Start Page text

Magnification at High Redshift z

Robert Angstrom · 03-28-2006

Since space expands radially in all directions, would evidence of the expansion of light along the z axis indicate an equal expansion along the x and y axes? In other words, should objects having high z values because of their location deep within the Hubble flow appear ‘magnified’ from their original size by the expansion of space? Our best telescopes are unable to resolve the surface dimensions of deep space objects so any anomaly in their apparent size would be undetectable but we should able to detect the effect of magnification by a decline in the object’s luminosity. Any comments?

Qfwfq · 03-29-2006

It takes long enough to see the tangent component of a star's velocity, you're in for a good wait if you want to see the nearest galaxies looking noticably smaller, quasars are call thus because they appear pointlike but aren't stars. Not much hope.

Welcome to Hypography.

Robert Angstrom · 03-29-2006

Quote:

Originally Posted by Qfwfq

It takes long enough to see the tangent component of a star's velocity, you're in for a good wait if you want to see the nearest galaxies looking noticably smaller, quasars are call thus because they appear pointlike but aren't stars. Not much hope.

End Page text
Start Extracted records

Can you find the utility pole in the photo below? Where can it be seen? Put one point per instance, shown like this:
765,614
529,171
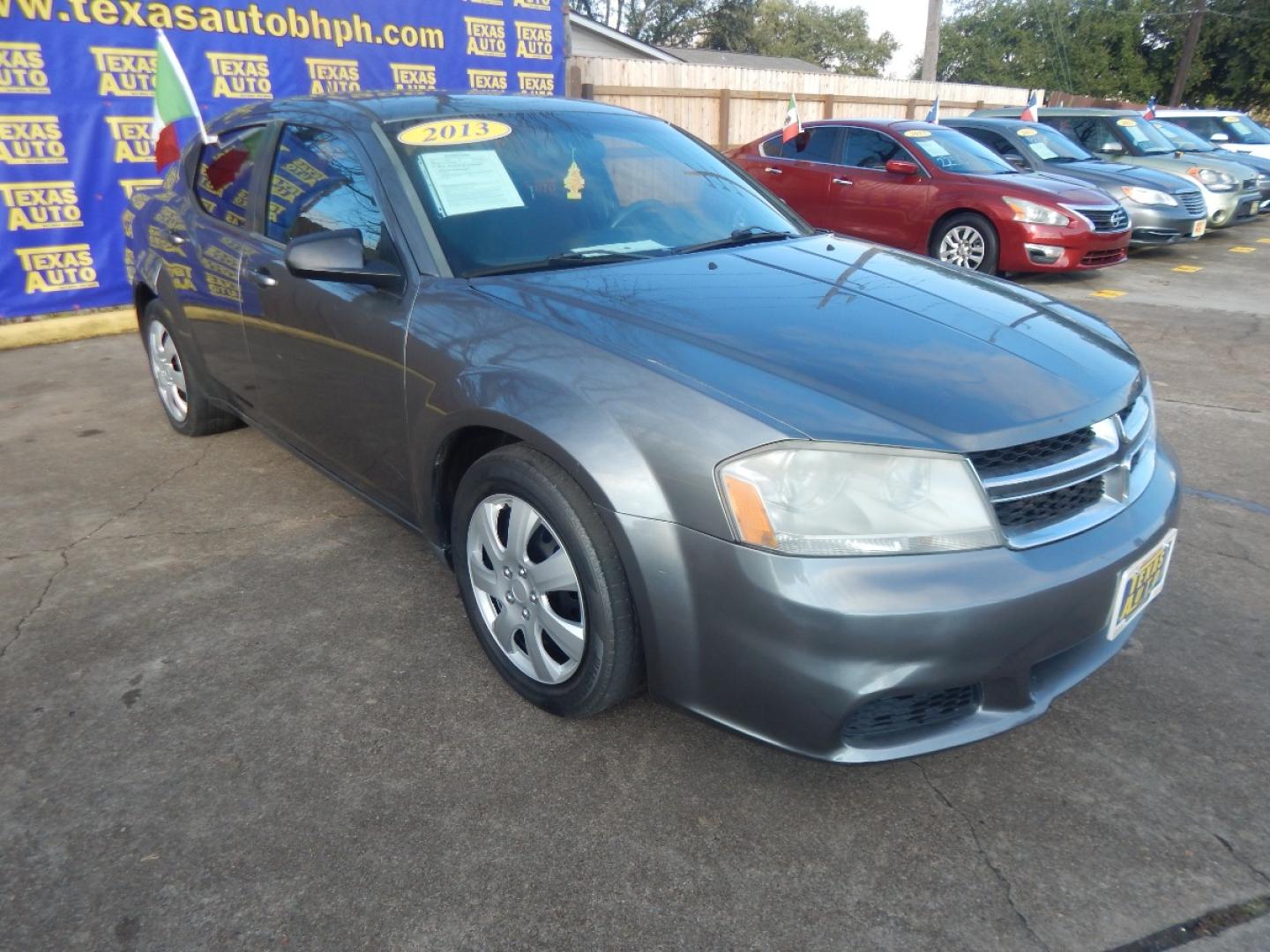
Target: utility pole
931,55
1198,9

End Extracted records

> **Objectives**
**1)** Give the date of each post in the forum thread about magnification at high redshift, in order.
**2)** Please quote the row above word for word, leaving out the picture.

> **Exercise answers**
**1)**
03-28-2006
03-29-2006
03-29-2006

**2)**
Can you find the utility pole in the photo below? Where can it be seen? Put one point per instance, shown like this:
765,614
529,171
Target: utility pole
931,55
1198,9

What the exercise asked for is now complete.